STATED TASK:
In the text below on European megaregions, between which two cities does the Sun Coast run?

[Start of TEXT EXTRACT]

We already discussed the American Megacities and Megaregions, now I'm going to briefly discuss their European counterpart.
While there isn't a general agreement on what the European Megacities are and how many of them there are, for the most part six have been identified as "Emerging Megaregions".
As I understand it, these "Emerging" Megaregions are nothing new, but are more or less corresponding to... a.hem... re-emerging? historical regions that have been since incorporated and sometimes divided into larger nation-states between the 1650s and the 1870s.

Think of it as a sort of modern-day wank of former medieval kingdoms.

The most important of those six regions is the European Core or "Blue Banana" that corresponds to the former Carolingian kingdom of Lotharingia with the addition of Southern England, so think of it as a sorta Saxon.Lotharingian wank or a "What If Empress Mathilda had won the First English Civil War?" scenario.
The second is the Sun Coast or "Golden Banana", essentially an Occitania on Steroids that Runs from Valencia to Genoa.
Third comes the Green Banana that covers most of Eastern Europe; if there had ever been a Vampire Empire, this would be it.
The fourth is the Atlantic Axis, A Galicia-Leon of sort that even includes Santiago de Compostela.

[End of TEXT EXTRACT]
[Start of DATA BLOCK]

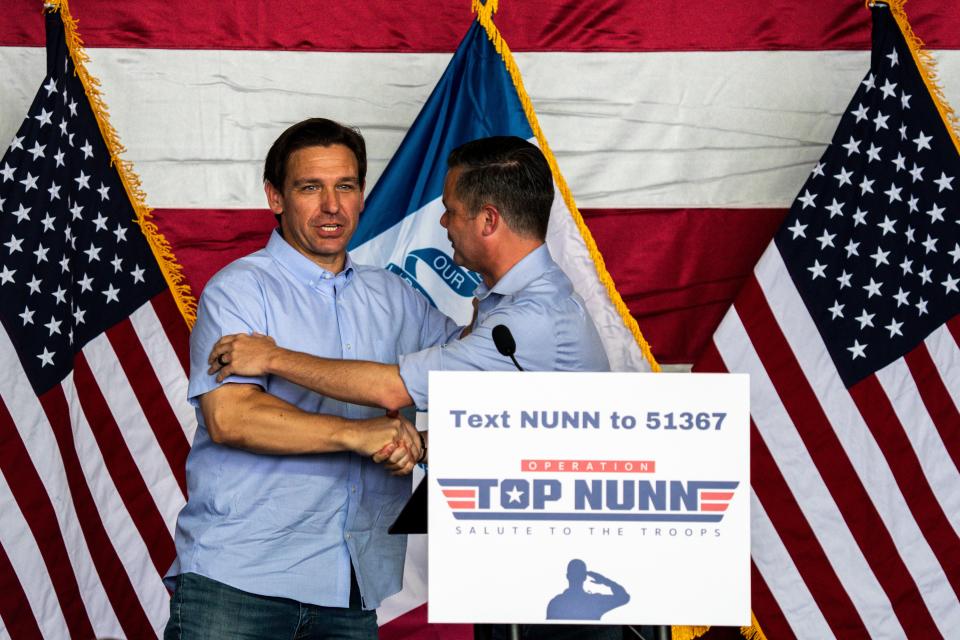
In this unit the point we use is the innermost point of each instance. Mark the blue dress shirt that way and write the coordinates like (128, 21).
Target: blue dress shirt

[End of DATA BLOCK]

THE SOLUTION:
Valencia and Genoa.